**WORK TO DO**
Pull out each line below that contains the string "outside". Case counts when matching.

++++++

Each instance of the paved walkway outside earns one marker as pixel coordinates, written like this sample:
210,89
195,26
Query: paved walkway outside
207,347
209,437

++++++

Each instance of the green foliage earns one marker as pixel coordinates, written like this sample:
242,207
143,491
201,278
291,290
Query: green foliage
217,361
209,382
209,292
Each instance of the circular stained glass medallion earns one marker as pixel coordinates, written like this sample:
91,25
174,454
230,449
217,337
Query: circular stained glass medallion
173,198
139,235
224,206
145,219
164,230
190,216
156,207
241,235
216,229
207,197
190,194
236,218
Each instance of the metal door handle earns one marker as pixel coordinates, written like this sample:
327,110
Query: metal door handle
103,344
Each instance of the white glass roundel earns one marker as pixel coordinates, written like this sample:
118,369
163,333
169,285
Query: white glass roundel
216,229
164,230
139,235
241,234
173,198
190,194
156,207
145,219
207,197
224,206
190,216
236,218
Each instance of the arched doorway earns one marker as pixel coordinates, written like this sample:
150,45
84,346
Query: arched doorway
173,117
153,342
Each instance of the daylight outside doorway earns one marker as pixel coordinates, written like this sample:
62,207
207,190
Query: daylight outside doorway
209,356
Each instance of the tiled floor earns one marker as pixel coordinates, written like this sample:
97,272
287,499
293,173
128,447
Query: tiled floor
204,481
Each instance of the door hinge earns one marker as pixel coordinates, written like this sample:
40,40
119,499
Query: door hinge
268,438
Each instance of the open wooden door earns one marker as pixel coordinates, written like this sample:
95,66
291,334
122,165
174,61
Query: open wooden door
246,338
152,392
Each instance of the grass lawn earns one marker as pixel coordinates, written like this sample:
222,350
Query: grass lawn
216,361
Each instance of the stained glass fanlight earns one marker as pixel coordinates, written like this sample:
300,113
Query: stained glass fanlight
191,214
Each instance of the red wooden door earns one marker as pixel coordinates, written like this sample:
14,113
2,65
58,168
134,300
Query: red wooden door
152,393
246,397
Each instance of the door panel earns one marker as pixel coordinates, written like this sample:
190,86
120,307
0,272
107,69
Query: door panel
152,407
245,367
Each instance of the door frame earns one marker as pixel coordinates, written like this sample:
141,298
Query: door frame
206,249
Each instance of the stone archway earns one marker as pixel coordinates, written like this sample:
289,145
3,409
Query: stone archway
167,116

++++++

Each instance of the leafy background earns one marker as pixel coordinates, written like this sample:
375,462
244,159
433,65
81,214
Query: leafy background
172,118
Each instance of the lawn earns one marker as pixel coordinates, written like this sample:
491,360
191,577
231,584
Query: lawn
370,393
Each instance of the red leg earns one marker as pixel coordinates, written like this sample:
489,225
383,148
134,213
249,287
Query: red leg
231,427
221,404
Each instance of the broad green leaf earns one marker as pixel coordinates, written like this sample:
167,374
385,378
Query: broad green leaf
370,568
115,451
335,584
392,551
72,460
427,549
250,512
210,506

++++++

**RESULT OF THE EXERCISE**
Each instance of the paved walkway outside earns one marker as pixel coordinates, written like this sample:
Query: paved walkway outside
Each instance of the daylight outside doorway earns one marker as pixel coordinates, written like this sample:
Query: daylight outside doorway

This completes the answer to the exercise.